== Your goal ==
Switch "screenshot" to "photo" in the items from their start through the line holding "[45,406,60,500]", inclusive. Give those lines back otherwise unchanged and without the pictures.

== Information shown ==
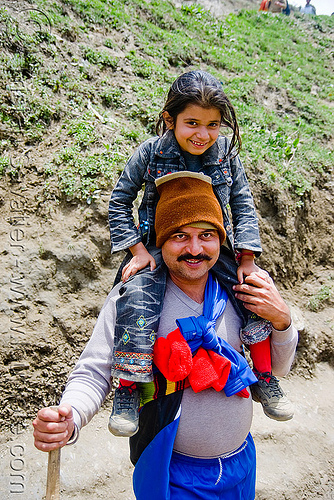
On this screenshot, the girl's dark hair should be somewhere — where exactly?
[156,71,241,155]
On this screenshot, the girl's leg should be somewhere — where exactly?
[109,249,167,436]
[111,251,166,382]
[248,337,271,381]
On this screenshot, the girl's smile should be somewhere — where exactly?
[163,104,221,155]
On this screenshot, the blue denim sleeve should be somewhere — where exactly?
[109,139,152,252]
[229,152,262,256]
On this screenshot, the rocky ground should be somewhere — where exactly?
[0,363,334,500]
[0,1,334,500]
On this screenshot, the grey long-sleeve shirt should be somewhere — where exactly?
[61,280,298,458]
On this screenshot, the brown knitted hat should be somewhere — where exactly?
[155,171,226,248]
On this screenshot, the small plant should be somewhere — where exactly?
[81,45,118,69]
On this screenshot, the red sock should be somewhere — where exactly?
[118,378,137,391]
[249,337,271,380]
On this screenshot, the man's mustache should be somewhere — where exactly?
[176,253,212,262]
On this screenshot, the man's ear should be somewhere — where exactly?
[162,111,174,130]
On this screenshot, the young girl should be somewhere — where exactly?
[109,71,293,436]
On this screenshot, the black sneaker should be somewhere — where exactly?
[108,384,139,437]
[250,372,294,421]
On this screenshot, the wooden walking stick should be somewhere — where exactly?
[45,448,60,500]
[45,406,60,500]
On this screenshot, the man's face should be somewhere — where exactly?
[162,226,220,285]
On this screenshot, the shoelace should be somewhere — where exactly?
[255,371,283,397]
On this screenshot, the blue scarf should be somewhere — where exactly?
[176,274,257,396]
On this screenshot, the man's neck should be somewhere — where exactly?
[169,273,208,304]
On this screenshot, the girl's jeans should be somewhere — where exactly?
[111,247,247,382]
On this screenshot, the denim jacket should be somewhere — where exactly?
[109,131,262,256]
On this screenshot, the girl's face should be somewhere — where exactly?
[163,104,221,155]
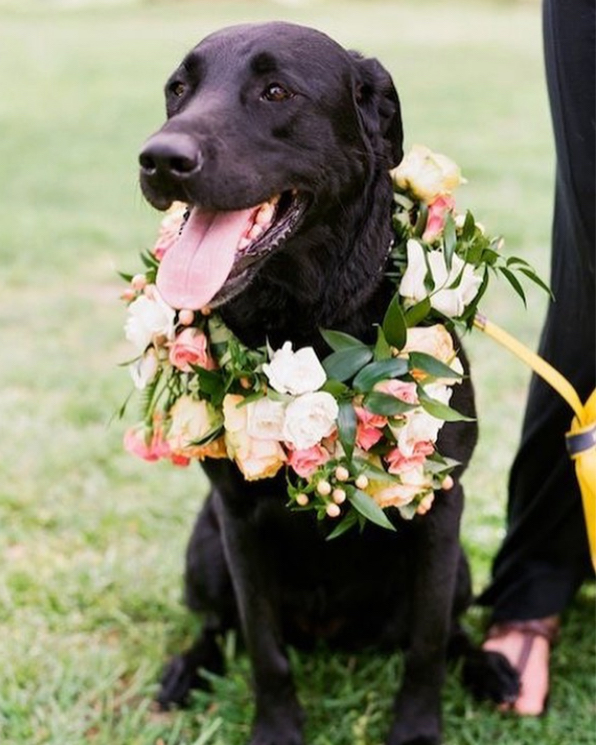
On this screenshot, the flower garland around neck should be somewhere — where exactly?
[121,145,543,537]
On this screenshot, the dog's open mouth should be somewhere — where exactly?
[157,191,306,310]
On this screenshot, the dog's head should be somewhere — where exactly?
[140,22,402,309]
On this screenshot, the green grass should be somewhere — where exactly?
[0,0,596,745]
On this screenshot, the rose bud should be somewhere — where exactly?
[326,503,341,517]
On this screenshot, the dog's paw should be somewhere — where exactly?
[156,655,207,710]
[462,649,520,704]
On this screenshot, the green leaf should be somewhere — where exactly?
[320,380,350,398]
[443,213,457,271]
[319,329,366,352]
[364,391,416,416]
[322,345,373,382]
[337,401,358,460]
[191,365,225,396]
[352,458,395,484]
[348,489,395,531]
[418,388,474,422]
[374,326,391,362]
[190,424,224,447]
[325,510,358,541]
[519,267,555,300]
[499,266,526,307]
[461,210,476,241]
[406,297,431,328]
[460,267,489,328]
[408,352,462,379]
[382,292,408,349]
[353,357,408,393]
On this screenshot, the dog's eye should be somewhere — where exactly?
[170,82,186,98]
[261,83,294,102]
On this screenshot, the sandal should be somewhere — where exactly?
[483,616,559,716]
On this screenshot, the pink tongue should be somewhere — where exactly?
[156,207,255,310]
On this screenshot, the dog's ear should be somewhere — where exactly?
[350,52,404,168]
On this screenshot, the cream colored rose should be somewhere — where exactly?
[366,466,432,509]
[124,286,175,354]
[223,394,286,481]
[128,348,159,391]
[391,383,452,458]
[283,391,339,450]
[399,239,482,318]
[391,145,465,202]
[167,396,222,452]
[263,341,327,396]
[401,323,463,382]
[246,397,286,440]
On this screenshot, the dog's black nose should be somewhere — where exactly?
[139,132,202,179]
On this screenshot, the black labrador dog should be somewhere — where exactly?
[140,23,515,745]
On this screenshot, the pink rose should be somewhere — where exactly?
[354,406,387,451]
[385,442,435,474]
[375,380,419,404]
[422,194,455,243]
[169,328,217,372]
[124,424,171,461]
[288,445,331,479]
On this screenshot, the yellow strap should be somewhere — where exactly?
[474,313,588,425]
[474,313,596,570]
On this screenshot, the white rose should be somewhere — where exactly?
[246,398,286,440]
[124,287,175,353]
[401,323,464,378]
[128,349,159,391]
[392,383,452,458]
[283,391,339,450]
[263,341,327,396]
[428,251,482,318]
[391,145,465,202]
[399,238,428,303]
[399,239,482,318]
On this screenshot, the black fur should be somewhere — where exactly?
[141,23,516,745]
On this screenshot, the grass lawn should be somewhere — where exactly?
[0,0,596,745]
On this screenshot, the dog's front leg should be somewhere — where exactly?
[387,484,463,745]
[214,488,304,745]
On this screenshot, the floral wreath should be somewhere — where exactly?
[120,145,544,537]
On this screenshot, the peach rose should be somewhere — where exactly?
[124,424,171,462]
[375,380,418,404]
[288,445,331,479]
[391,145,465,203]
[223,393,286,481]
[169,328,217,372]
[422,194,455,243]
[366,466,432,509]
[354,406,387,451]
[168,396,226,460]
[385,442,435,474]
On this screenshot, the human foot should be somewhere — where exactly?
[482,616,559,716]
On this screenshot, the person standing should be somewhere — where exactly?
[478,0,596,715]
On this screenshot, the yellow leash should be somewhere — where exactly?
[474,313,596,570]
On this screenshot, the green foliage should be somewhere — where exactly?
[0,0,596,745]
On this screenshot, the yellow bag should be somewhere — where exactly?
[474,313,596,570]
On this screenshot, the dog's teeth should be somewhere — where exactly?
[255,202,275,226]
[248,223,263,241]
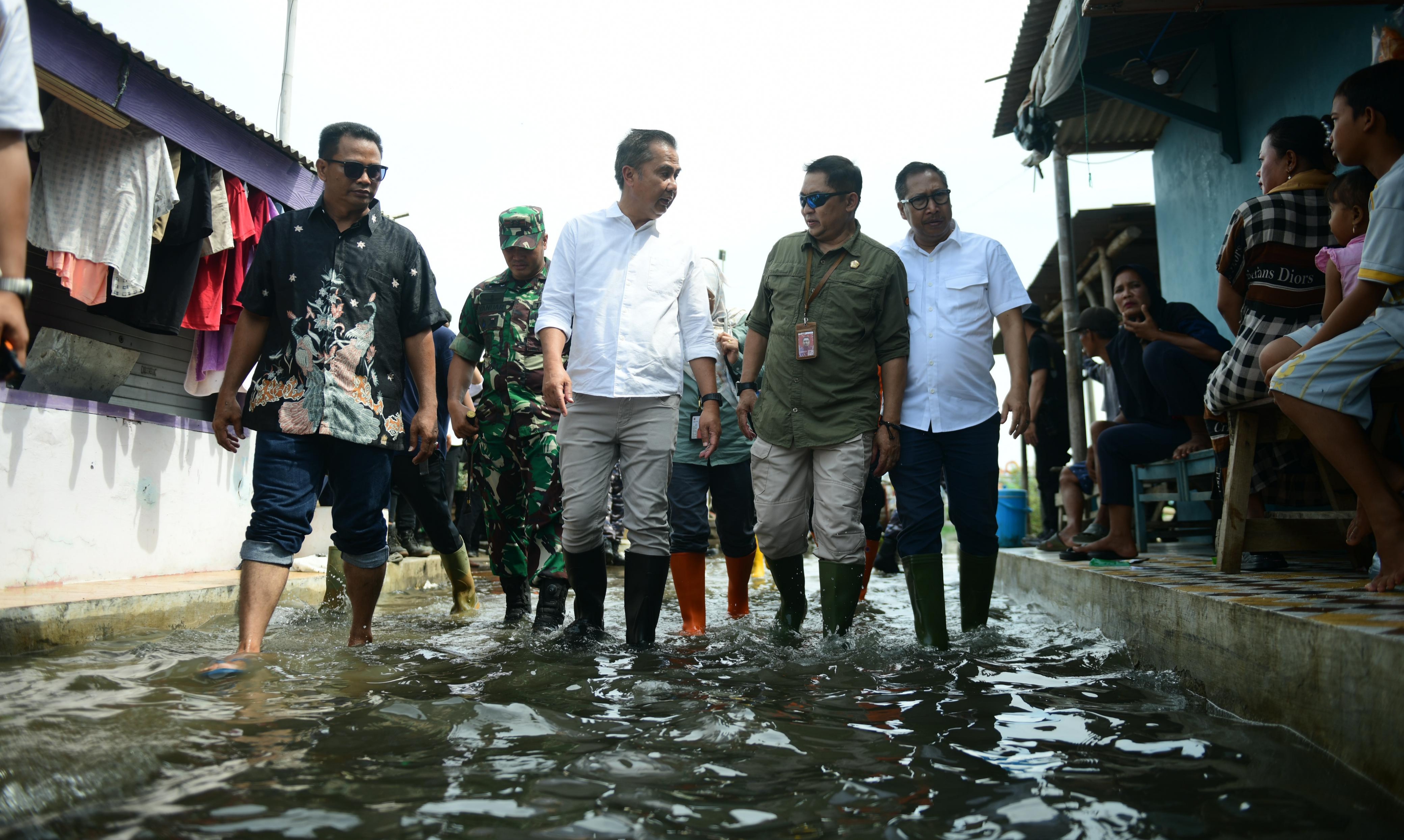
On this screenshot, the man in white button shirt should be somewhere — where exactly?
[536,129,722,645]
[892,163,1030,646]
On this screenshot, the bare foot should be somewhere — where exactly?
[1170,435,1212,461]
[1073,534,1140,559]
[1345,459,1404,545]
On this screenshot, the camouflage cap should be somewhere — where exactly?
[497,205,546,251]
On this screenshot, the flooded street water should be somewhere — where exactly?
[0,561,1404,839]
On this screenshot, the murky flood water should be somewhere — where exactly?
[0,562,1404,839]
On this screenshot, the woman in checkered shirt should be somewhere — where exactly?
[1205,116,1336,565]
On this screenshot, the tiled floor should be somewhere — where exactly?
[1019,545,1404,637]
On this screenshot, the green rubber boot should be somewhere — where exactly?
[819,558,863,635]
[960,551,1000,631]
[320,545,347,613]
[765,554,809,632]
[439,543,483,616]
[901,554,951,648]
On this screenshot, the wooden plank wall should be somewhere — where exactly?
[27,247,215,421]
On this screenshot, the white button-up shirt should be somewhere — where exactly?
[892,222,1032,432]
[536,202,716,397]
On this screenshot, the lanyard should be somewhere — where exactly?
[802,248,844,321]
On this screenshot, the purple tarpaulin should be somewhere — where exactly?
[29,0,322,208]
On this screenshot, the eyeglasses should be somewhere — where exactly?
[897,189,951,210]
[799,192,848,208]
[327,159,390,181]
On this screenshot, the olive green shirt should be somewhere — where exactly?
[747,220,908,449]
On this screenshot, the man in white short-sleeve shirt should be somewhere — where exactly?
[892,163,1030,645]
[0,0,44,367]
[535,129,722,646]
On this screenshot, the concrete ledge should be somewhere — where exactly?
[0,557,449,655]
[998,548,1404,796]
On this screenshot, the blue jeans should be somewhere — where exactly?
[239,432,395,569]
[892,415,1000,557]
[1097,421,1189,505]
[668,461,755,557]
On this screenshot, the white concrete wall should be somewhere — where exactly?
[0,403,264,586]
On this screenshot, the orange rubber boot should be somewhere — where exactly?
[671,551,706,635]
[726,550,755,618]
[858,540,880,600]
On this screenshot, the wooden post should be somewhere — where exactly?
[1053,150,1087,461]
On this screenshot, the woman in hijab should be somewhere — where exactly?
[668,258,755,635]
[1060,265,1228,559]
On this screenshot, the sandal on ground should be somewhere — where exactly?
[1073,522,1111,545]
[199,656,249,680]
[1240,551,1287,572]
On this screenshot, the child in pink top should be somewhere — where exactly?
[1258,167,1375,381]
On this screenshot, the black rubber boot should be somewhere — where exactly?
[561,545,606,640]
[624,551,671,648]
[532,578,570,632]
[960,551,1000,631]
[498,575,531,624]
[901,554,955,648]
[765,554,809,632]
[819,558,863,635]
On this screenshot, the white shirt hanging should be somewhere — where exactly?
[29,101,180,297]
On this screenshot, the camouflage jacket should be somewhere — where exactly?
[452,259,570,422]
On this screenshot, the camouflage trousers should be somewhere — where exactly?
[473,414,566,581]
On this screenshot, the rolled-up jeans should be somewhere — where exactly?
[556,394,681,557]
[751,432,873,564]
[239,432,395,569]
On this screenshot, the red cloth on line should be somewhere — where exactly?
[181,172,263,331]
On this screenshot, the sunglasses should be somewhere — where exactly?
[799,192,848,208]
[897,189,951,210]
[327,159,390,181]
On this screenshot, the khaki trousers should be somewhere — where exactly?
[556,394,681,557]
[751,432,873,564]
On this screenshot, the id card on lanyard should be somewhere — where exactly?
[795,250,843,362]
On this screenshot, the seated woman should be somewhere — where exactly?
[1060,265,1230,559]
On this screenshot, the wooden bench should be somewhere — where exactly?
[1131,449,1214,551]
[1214,362,1404,573]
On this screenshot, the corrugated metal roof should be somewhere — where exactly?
[53,0,316,171]
[994,0,1222,151]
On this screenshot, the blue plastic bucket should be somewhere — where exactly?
[994,488,1029,548]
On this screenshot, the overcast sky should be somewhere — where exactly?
[76,0,1154,466]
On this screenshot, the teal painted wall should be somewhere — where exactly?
[1151,5,1384,335]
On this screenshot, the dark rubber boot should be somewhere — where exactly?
[566,545,606,640]
[624,551,671,648]
[532,578,570,632]
[901,554,955,648]
[819,559,863,635]
[960,551,1000,631]
[765,554,809,632]
[498,575,531,624]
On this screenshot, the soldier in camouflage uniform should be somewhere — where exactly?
[449,206,569,631]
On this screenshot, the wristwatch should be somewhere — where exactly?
[0,278,34,309]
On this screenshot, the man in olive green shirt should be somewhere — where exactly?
[736,154,908,634]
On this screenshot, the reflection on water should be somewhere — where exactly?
[0,562,1404,839]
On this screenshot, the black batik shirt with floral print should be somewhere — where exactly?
[239,199,448,450]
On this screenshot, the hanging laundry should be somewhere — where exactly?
[28,100,177,297]
[152,140,181,243]
[185,324,234,397]
[181,170,254,330]
[45,251,108,306]
[201,164,234,257]
[93,149,214,335]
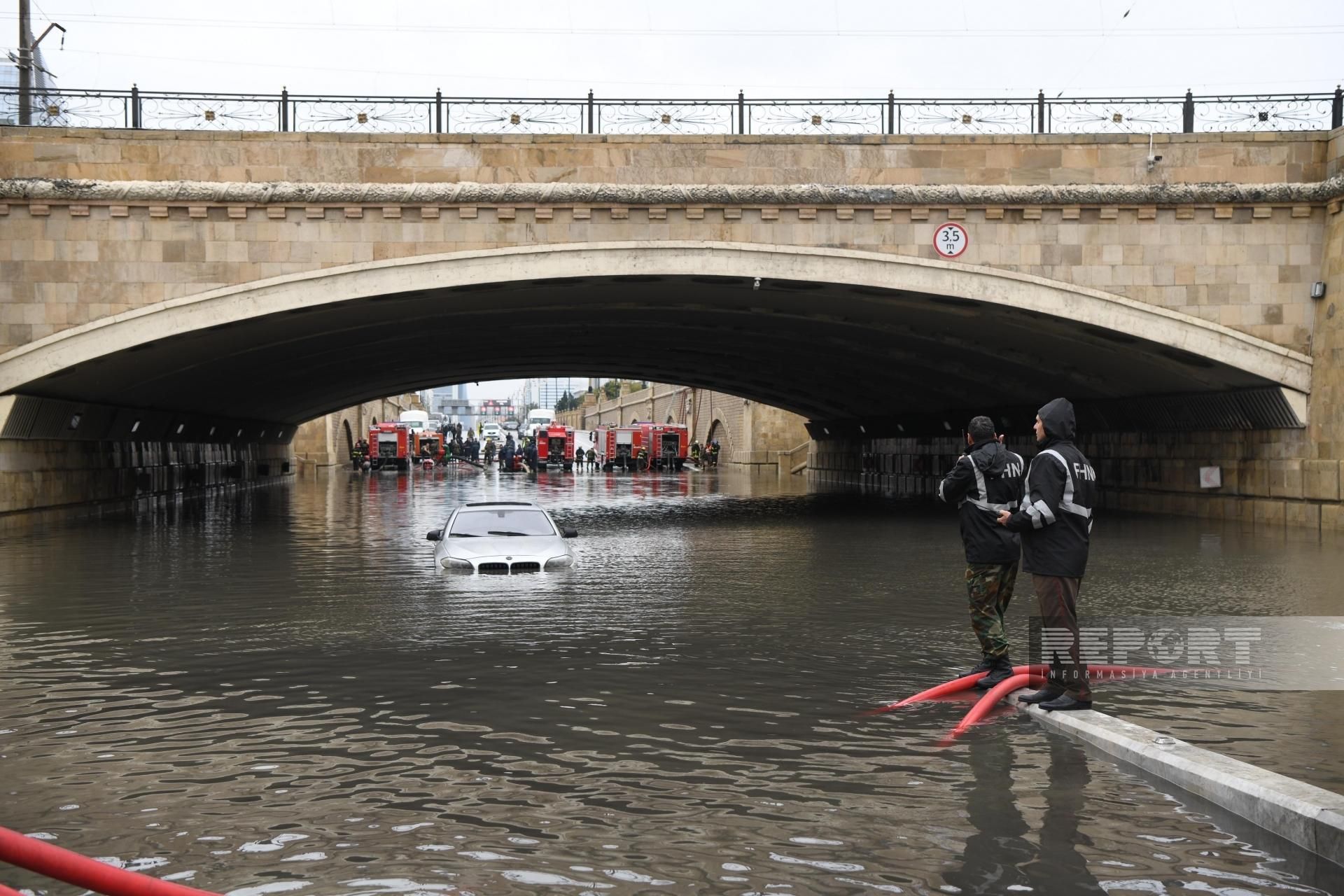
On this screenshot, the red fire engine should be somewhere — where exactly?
[598,423,690,472]
[536,423,574,473]
[368,423,412,470]
[412,430,444,468]
[640,423,691,473]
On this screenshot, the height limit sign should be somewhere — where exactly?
[932,223,970,258]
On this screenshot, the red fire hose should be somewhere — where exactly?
[0,827,218,896]
[864,664,1182,716]
[949,674,1046,738]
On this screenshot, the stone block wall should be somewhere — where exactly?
[0,440,292,526]
[0,127,1338,351]
[808,430,1344,531]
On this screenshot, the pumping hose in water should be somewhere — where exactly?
[0,827,216,896]
[863,664,1182,716]
[942,673,1046,746]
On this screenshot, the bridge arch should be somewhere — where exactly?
[0,241,1310,433]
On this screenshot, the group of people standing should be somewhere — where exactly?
[938,398,1097,710]
[691,440,719,466]
[438,423,481,463]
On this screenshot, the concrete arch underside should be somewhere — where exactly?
[0,241,1312,438]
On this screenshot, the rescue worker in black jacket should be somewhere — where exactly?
[999,398,1097,710]
[938,416,1023,689]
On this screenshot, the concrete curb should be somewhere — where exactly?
[1008,692,1344,867]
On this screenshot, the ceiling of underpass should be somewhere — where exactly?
[15,275,1273,423]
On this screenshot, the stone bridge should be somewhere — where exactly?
[0,122,1344,525]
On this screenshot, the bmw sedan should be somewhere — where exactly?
[425,501,578,575]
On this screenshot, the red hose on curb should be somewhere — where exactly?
[948,674,1046,740]
[0,827,218,896]
[863,664,1184,716]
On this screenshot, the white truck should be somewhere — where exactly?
[396,411,428,433]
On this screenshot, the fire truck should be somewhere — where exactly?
[640,423,691,473]
[536,423,574,473]
[412,430,444,469]
[368,423,412,470]
[596,426,644,473]
[598,423,690,472]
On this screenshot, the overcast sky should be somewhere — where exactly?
[13,0,1344,98]
[13,0,1344,398]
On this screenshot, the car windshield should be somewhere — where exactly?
[447,507,555,538]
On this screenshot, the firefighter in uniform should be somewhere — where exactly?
[938,416,1023,689]
[999,398,1097,710]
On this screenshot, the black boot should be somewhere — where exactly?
[1017,685,1065,704]
[964,657,995,676]
[976,653,1012,690]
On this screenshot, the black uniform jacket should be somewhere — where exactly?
[1004,398,1097,579]
[938,440,1023,563]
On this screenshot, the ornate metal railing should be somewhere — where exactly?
[0,88,1344,134]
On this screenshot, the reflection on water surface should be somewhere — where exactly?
[0,470,1344,895]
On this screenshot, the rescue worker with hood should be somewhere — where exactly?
[938,416,1023,689]
[999,398,1097,710]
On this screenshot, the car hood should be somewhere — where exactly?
[442,535,568,560]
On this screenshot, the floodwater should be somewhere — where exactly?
[0,470,1344,896]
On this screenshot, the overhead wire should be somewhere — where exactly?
[0,12,1344,39]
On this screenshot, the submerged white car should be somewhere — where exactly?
[425,501,580,575]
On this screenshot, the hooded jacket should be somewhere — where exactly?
[1004,398,1097,579]
[938,440,1023,563]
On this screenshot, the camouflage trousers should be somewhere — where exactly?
[966,563,1017,658]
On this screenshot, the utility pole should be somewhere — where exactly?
[19,0,32,127]
[19,0,66,127]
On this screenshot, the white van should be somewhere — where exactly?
[396,411,428,433]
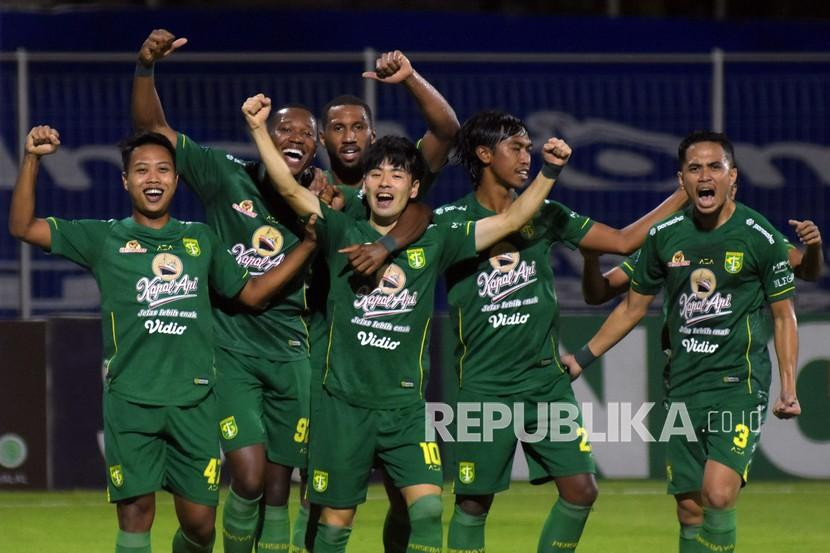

== Response ==
On this photo, the girl's dark hair should be somewhere — where exactly?
[156,71,241,155]
On this photo, the girl's leg should be somewhere — where exactly?
[109,249,167,436]
[111,251,166,382]
[248,337,271,381]
On this photo, the girl's smile should be somewhere — where exactly?
[163,104,221,155]
On this photo, the blue denim sleeve should be somewhere — where exactly?
[109,139,152,252]
[229,152,262,256]
On this photo, the rocky ground should be somewhere — where exactly?
[0,363,334,500]
[0,1,334,500]
On this photo, the grey long-sleeve shirt should be somewhere — where exactly?
[61,280,298,458]
On this photo, the brown knitted hat should be somewhere — where exactly?
[155,171,226,248]
On this photo, the small plant should be somewhere — where exactly?
[81,45,118,69]
On this photo, the red sock should be somewhere — where exactly?
[118,378,137,391]
[249,337,271,380]
On this photo, the man's mustache should be somewhere — where exactly?
[176,253,212,262]
On this photo, the man's ear should be somewhere — where exactly?
[162,111,174,130]
On this photo, the young girl should be somewhere — where exactly?
[109,71,293,436]
On this photo, the black sneaker should be somewhere — where exactly?
[108,384,139,437]
[250,372,294,421]
On this photo, the wooden walking stick should be somewhere — where exactly?
[45,448,60,500]
[45,406,60,500]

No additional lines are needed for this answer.